● Directive:
Go through the listing and copy every line word for word.
•••
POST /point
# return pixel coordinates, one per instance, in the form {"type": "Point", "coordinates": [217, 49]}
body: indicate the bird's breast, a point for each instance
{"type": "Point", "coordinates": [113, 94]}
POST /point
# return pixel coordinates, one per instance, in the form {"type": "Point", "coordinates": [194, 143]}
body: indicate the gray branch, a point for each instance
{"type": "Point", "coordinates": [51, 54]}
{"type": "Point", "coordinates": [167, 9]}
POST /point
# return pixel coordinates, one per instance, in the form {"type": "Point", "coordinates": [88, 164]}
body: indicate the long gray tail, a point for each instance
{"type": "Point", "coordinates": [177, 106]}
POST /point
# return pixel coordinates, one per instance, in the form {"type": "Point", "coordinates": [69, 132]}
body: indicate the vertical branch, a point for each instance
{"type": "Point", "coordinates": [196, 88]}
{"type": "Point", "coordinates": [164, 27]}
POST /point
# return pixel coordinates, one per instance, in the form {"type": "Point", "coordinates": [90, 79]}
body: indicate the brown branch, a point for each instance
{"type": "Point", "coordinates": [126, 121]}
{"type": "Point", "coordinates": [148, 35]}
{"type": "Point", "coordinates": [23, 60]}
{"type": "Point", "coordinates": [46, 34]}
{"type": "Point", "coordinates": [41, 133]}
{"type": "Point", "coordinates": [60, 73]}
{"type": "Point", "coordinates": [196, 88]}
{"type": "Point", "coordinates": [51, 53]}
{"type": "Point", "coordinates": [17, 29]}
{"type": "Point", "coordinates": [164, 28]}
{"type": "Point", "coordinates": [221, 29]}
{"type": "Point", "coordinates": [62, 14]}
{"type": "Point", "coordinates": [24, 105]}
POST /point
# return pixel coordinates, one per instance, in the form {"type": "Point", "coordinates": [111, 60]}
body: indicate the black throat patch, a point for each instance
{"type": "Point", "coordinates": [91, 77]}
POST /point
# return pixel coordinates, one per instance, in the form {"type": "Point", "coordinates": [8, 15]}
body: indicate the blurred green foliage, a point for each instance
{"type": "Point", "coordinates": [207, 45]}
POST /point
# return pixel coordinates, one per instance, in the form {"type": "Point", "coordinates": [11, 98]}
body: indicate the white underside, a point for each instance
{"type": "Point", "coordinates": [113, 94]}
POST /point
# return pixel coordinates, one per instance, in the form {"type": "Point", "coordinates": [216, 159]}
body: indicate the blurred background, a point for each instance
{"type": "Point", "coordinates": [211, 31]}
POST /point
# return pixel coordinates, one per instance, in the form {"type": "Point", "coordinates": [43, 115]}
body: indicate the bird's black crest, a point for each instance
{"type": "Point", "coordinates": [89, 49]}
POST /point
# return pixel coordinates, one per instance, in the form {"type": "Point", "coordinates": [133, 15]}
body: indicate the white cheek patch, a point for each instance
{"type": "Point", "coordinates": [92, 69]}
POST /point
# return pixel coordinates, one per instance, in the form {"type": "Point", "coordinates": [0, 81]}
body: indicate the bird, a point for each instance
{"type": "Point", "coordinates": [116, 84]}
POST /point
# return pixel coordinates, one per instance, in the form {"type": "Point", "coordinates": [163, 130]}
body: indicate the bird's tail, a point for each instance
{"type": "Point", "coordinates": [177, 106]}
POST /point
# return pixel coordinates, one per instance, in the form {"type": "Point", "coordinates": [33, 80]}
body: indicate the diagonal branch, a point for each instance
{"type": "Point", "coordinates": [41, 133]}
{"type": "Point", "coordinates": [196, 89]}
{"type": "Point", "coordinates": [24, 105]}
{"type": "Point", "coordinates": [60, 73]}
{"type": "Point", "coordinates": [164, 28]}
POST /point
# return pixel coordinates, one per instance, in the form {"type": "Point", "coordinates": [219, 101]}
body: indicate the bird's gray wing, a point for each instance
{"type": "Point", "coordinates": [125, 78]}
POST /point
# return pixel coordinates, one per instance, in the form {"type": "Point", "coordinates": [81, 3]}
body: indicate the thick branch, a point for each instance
•••
● The reply:
POST /point
# return pixel coordinates, one per instance, in the form {"type": "Point", "coordinates": [217, 49]}
body: indicate the bird's breast, a point for each instance
{"type": "Point", "coordinates": [113, 94]}
POST /point
# return pixel coordinates, one per instance, in the form {"type": "Point", "coordinates": [194, 143]}
body: indicate the gray branch, a point for each instance
{"type": "Point", "coordinates": [51, 54]}
{"type": "Point", "coordinates": [167, 9]}
POST /point
# return pixel coordinates, one per instance, in the form {"type": "Point", "coordinates": [88, 164]}
body: indicate the long gray tail, a point for each instance
{"type": "Point", "coordinates": [177, 106]}
POST /point
# return pixel coordinates, one per instance, in the form {"type": "Point", "coordinates": [69, 132]}
body: indicate the vertical branch, a point for each instance
{"type": "Point", "coordinates": [196, 88]}
{"type": "Point", "coordinates": [164, 27]}
POST /point
# return pixel coordinates, one per instance, in the form {"type": "Point", "coordinates": [90, 79]}
body: indicate the brown branch, a point for each instance
{"type": "Point", "coordinates": [126, 121]}
{"type": "Point", "coordinates": [148, 35]}
{"type": "Point", "coordinates": [23, 60]}
{"type": "Point", "coordinates": [46, 34]}
{"type": "Point", "coordinates": [41, 133]}
{"type": "Point", "coordinates": [60, 73]}
{"type": "Point", "coordinates": [196, 88]}
{"type": "Point", "coordinates": [51, 53]}
{"type": "Point", "coordinates": [17, 29]}
{"type": "Point", "coordinates": [164, 28]}
{"type": "Point", "coordinates": [221, 29]}
{"type": "Point", "coordinates": [62, 14]}
{"type": "Point", "coordinates": [24, 105]}
POST /point
# return pixel coordinates, one per instance, in the form {"type": "Point", "coordinates": [111, 60]}
body: indicate the black throat patch, a point for each instance
{"type": "Point", "coordinates": [91, 77]}
POST /point
# return pixel coordinates, one per instance, in the form {"type": "Point", "coordinates": [8, 15]}
body: indicate the blurred green foliage, a point for each instance
{"type": "Point", "coordinates": [207, 45]}
POST /point
# return pixel coordinates, one per instance, in the form {"type": "Point", "coordinates": [11, 98]}
body: indicate the white underside, a point for each instance
{"type": "Point", "coordinates": [113, 94]}
POST /point
# return pixel coordinates, one per instance, in the form {"type": "Point", "coordinates": [216, 159]}
body: indicate the blurred background, a point for each instance
{"type": "Point", "coordinates": [211, 31]}
POST /point
# return pixel coordinates, one per instance, in the form {"type": "Point", "coordinates": [43, 115]}
body: indicate the bird's black crest, a point for each instance
{"type": "Point", "coordinates": [89, 49]}
POST /point
# return pixel coordinates, one per instance, in the form {"type": "Point", "coordinates": [133, 15]}
body: indicate the white cheek patch, a point for each instance
{"type": "Point", "coordinates": [92, 69]}
POST /point
# return pixel coordinates, one per instance, in the form {"type": "Point", "coordinates": [0, 81]}
body: indicate the bird, a point for each instance
{"type": "Point", "coordinates": [116, 84]}
POST /point
# return pixel coordinates, one per instance, in the form {"type": "Point", "coordinates": [163, 130]}
body: indicate the bird's tail, a point for each instance
{"type": "Point", "coordinates": [177, 106]}
POST /point
# return pixel coordinates, one per instance, in the form {"type": "Point", "coordinates": [33, 80]}
body: indicate the diagonal branch, a point for each instance
{"type": "Point", "coordinates": [41, 133]}
{"type": "Point", "coordinates": [196, 89]}
{"type": "Point", "coordinates": [24, 105]}
{"type": "Point", "coordinates": [60, 73]}
{"type": "Point", "coordinates": [164, 28]}
POST /point
# return pixel coordinates, one per instance, in the form {"type": "Point", "coordinates": [219, 101]}
body: indicate the bird's gray wing, a point for each instance
{"type": "Point", "coordinates": [125, 78]}
POST /point
# return pixel coordinates, one per instance, in the form {"type": "Point", "coordinates": [81, 3]}
body: indicate the thick branch, a point for each instance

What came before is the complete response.